*** Texte fourni ***
Même si les verres ne sont pas adaptés à notre dioptrie, l’effet est assez bluffant. En appuyant sur le bouton, la vision se corrige quasi instantanément, passant d’une vision proche à une vision lointaine. Tout ça peut faire penser à un gadget sorti tout droit d’un James Bond, mais c’est du très sérieux. À la différence des lunettes multifocales (verres progressifs), les lunettes Morrow sont autofocales (verres autocorrectifs).
La magie des cristaux liquides
Pour bien comprendre la différence entre les deux technologies, Paul Marchal explique que les verres progressifs sont le résultat d'un compromis dans la mesure où ils se composent de deux parties : le haut pour la vision de loin et le bas pour la vision de près. Pour beaucoup de personnes, ce compromis suffit. Pour d'autres, il s'accompagne d'un inconfort, qui peut aller jusqu'à provoquer des chutes en raison de distorsions optiques et d'une limitation du champ de vision. "Plus on vieillit, plus la différence entre le haut et le bas du verre est grande. Donc, plus de distorsions et une mauvaise vision", résume Paul Marchal, ingénieur en électronique de la KU Leuven et ancien directeur à l'Imec, le célèbre institut flamand de microélectronique et de nanotechnologies.
La technologie mise au point par Paul Marchal et son associé Jelle De Smet (ingénieur en nanotechnologies de l’UGent) repose sur les cristaux liquides, matériau utilisé dans les téléviseurs. Le mécanisme est le suivant : un verre de lunettes autofocales se compose de deux lentilles, ultra-fines et précises, séparées par un cristal actif. Sur simple pression du bouton, un petit courant électrique est envoyé aux verres. Cela a pour effet de modifier l’orientation du cristal liquide et la réfraction de la lumière. Le basculement d’une vision lointaine à une vision proche, et inversement, s’opère en à peine 0,6 seconde.
*** Liste fournie ***
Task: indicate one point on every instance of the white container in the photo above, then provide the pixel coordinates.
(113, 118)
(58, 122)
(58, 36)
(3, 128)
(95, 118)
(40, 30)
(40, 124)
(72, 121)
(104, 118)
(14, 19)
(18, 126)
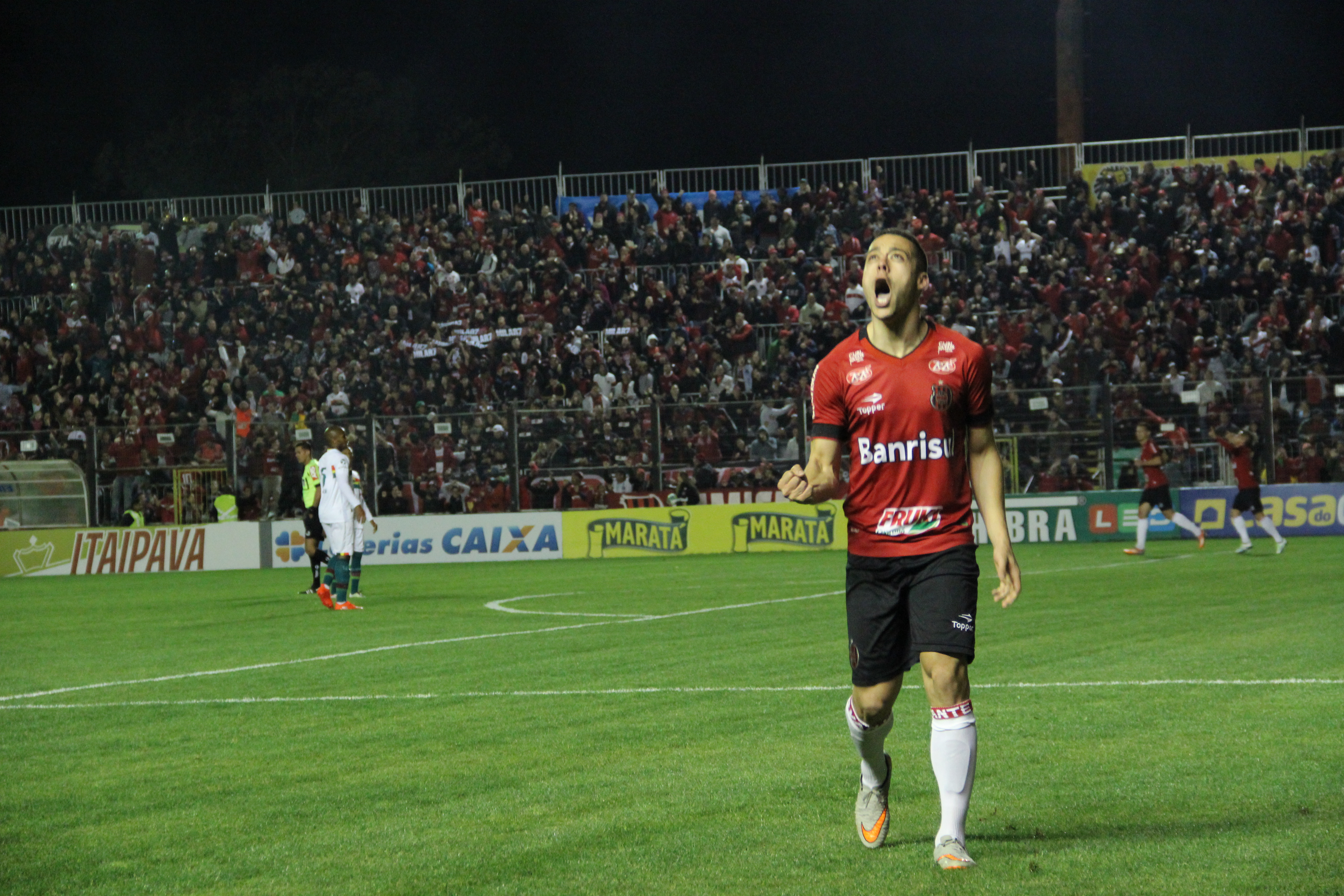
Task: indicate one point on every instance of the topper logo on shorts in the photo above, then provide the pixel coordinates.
(944, 366)
(917, 520)
(859, 375)
(871, 404)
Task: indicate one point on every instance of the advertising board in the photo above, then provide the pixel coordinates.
(170, 549)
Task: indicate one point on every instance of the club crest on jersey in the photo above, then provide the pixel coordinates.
(859, 375)
(871, 404)
(916, 520)
(944, 366)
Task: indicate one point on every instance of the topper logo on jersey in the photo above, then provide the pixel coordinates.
(859, 375)
(920, 449)
(871, 404)
(940, 398)
(909, 520)
(944, 366)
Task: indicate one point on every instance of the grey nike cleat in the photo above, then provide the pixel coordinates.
(949, 853)
(870, 812)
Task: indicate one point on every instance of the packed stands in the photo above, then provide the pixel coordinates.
(573, 354)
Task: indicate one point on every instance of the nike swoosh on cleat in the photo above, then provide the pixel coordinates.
(871, 835)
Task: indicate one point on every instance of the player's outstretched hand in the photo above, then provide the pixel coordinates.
(1010, 577)
(795, 486)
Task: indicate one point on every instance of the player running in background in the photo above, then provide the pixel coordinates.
(1156, 489)
(358, 557)
(1238, 446)
(312, 526)
(912, 402)
(339, 512)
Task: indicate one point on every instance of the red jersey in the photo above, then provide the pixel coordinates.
(1154, 475)
(1241, 459)
(905, 421)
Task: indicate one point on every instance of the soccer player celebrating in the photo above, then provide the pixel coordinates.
(339, 511)
(1238, 446)
(912, 402)
(312, 526)
(1156, 489)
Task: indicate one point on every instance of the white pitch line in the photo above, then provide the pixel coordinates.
(499, 605)
(605, 692)
(401, 647)
(496, 635)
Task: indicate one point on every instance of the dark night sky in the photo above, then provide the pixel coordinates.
(612, 87)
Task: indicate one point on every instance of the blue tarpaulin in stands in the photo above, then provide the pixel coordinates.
(588, 203)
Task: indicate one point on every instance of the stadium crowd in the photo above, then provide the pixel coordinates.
(1156, 283)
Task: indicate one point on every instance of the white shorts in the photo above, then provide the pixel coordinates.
(341, 536)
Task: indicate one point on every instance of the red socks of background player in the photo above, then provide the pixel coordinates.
(952, 749)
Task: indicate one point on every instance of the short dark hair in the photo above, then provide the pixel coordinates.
(921, 260)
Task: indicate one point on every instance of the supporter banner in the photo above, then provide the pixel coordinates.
(1307, 508)
(667, 498)
(632, 533)
(162, 549)
(1077, 516)
(443, 539)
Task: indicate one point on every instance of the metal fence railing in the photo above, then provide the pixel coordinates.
(1054, 164)
(596, 451)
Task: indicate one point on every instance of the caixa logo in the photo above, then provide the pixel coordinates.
(503, 539)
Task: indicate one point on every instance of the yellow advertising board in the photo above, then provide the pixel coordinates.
(744, 528)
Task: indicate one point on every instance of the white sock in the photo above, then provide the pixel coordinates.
(952, 749)
(1185, 522)
(1268, 524)
(869, 739)
(1240, 524)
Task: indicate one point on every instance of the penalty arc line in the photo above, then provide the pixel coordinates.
(607, 692)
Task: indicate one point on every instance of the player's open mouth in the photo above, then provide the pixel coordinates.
(882, 293)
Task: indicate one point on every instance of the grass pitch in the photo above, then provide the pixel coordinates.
(698, 785)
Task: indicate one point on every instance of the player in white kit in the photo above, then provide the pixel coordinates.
(339, 511)
(357, 558)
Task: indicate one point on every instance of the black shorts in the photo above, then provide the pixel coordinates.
(1248, 500)
(1159, 496)
(312, 526)
(898, 608)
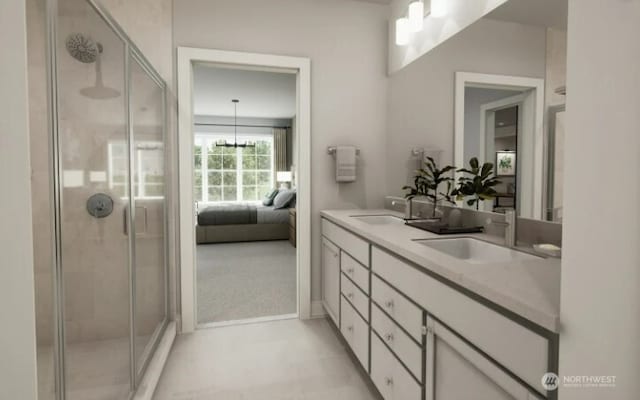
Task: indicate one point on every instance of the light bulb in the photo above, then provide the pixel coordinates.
(402, 31)
(416, 15)
(438, 8)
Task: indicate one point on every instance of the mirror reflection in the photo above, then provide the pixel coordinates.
(517, 123)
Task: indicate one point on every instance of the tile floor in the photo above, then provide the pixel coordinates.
(96, 370)
(281, 360)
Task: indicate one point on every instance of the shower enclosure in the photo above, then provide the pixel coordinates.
(101, 286)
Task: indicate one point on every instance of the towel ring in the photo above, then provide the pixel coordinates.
(331, 150)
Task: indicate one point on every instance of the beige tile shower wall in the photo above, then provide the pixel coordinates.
(39, 147)
(95, 250)
(149, 23)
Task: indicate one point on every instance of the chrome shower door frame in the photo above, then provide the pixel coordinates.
(132, 54)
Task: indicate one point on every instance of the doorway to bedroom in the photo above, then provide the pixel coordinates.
(244, 185)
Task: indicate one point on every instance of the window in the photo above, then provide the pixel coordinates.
(232, 174)
(148, 176)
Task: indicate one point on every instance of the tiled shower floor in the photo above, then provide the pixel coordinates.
(96, 370)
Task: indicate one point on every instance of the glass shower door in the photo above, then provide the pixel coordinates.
(93, 181)
(147, 130)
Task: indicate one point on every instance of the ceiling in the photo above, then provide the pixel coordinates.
(549, 13)
(378, 1)
(262, 94)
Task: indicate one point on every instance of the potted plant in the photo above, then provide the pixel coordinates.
(427, 183)
(479, 186)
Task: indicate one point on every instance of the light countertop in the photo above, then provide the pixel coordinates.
(529, 288)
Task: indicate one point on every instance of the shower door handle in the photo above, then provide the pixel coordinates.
(126, 220)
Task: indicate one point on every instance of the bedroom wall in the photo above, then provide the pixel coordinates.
(421, 96)
(346, 42)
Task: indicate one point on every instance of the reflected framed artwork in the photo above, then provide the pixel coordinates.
(505, 163)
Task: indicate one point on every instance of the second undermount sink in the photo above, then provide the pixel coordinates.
(476, 251)
(378, 219)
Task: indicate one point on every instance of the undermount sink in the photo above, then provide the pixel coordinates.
(379, 219)
(476, 251)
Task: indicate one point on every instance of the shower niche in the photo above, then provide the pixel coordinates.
(99, 325)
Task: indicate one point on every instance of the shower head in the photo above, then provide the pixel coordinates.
(83, 48)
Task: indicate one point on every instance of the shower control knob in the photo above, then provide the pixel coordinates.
(100, 205)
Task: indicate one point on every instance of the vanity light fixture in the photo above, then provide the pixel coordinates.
(416, 15)
(402, 31)
(438, 8)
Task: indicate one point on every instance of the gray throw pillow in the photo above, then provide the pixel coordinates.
(268, 198)
(283, 198)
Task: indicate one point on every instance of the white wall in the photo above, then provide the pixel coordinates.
(346, 42)
(460, 14)
(600, 304)
(421, 98)
(17, 336)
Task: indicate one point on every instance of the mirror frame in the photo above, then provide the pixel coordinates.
(491, 81)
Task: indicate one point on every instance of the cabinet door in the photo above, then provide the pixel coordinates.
(456, 371)
(331, 279)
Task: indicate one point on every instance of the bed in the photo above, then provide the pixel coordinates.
(241, 222)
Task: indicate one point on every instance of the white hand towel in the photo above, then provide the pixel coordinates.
(345, 164)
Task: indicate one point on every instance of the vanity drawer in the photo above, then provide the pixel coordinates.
(355, 331)
(401, 310)
(355, 271)
(392, 380)
(409, 352)
(347, 241)
(356, 297)
(520, 350)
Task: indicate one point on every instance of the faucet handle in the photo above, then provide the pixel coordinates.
(490, 221)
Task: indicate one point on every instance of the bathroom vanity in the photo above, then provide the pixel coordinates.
(426, 321)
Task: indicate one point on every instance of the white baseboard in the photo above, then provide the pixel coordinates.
(317, 309)
(154, 370)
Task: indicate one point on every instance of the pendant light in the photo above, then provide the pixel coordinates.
(416, 15)
(235, 143)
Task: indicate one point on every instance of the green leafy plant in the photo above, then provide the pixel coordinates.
(479, 186)
(427, 182)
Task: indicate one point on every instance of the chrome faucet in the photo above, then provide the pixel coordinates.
(408, 208)
(510, 218)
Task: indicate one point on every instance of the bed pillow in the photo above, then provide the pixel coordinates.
(268, 198)
(283, 198)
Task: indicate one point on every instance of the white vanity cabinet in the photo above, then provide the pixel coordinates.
(331, 280)
(421, 337)
(457, 371)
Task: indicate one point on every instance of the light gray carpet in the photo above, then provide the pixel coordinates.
(245, 280)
***
Recopiez sans rien changer le passage du texte sur les lunettes autofocales qui va de « La magie des » jusqu'à « et de nanotechnologies. » inclus.

La magie des cristaux liquides
Pour bien comprendre la différence entre les deux technologies, Paul Marchal explique que les verres progressifs sont le résultat d'un compromis dans la mesure où ils se composent de deux parties : le haut pour la vision de loin et le bas pour la vision de près. Pour beaucoup de personnes, ce compromis suffit. Pour d'autres, il s'accompagne d'un inconfort, qui peut aller jusqu'à provoquer des chutes en raison de distorsions optiques et d'une limitation du champ de vision. "Plus on vieillit, plus la différence entre le haut et le bas du verre est grande. Donc, plus de distorsions et une mauvaise vision", résume Paul Marchal, ingénieur en électronique de la KU Leuven et ancien directeur à l'Imec, le célèbre institut flamand de microélectronique et de nanotechnologies.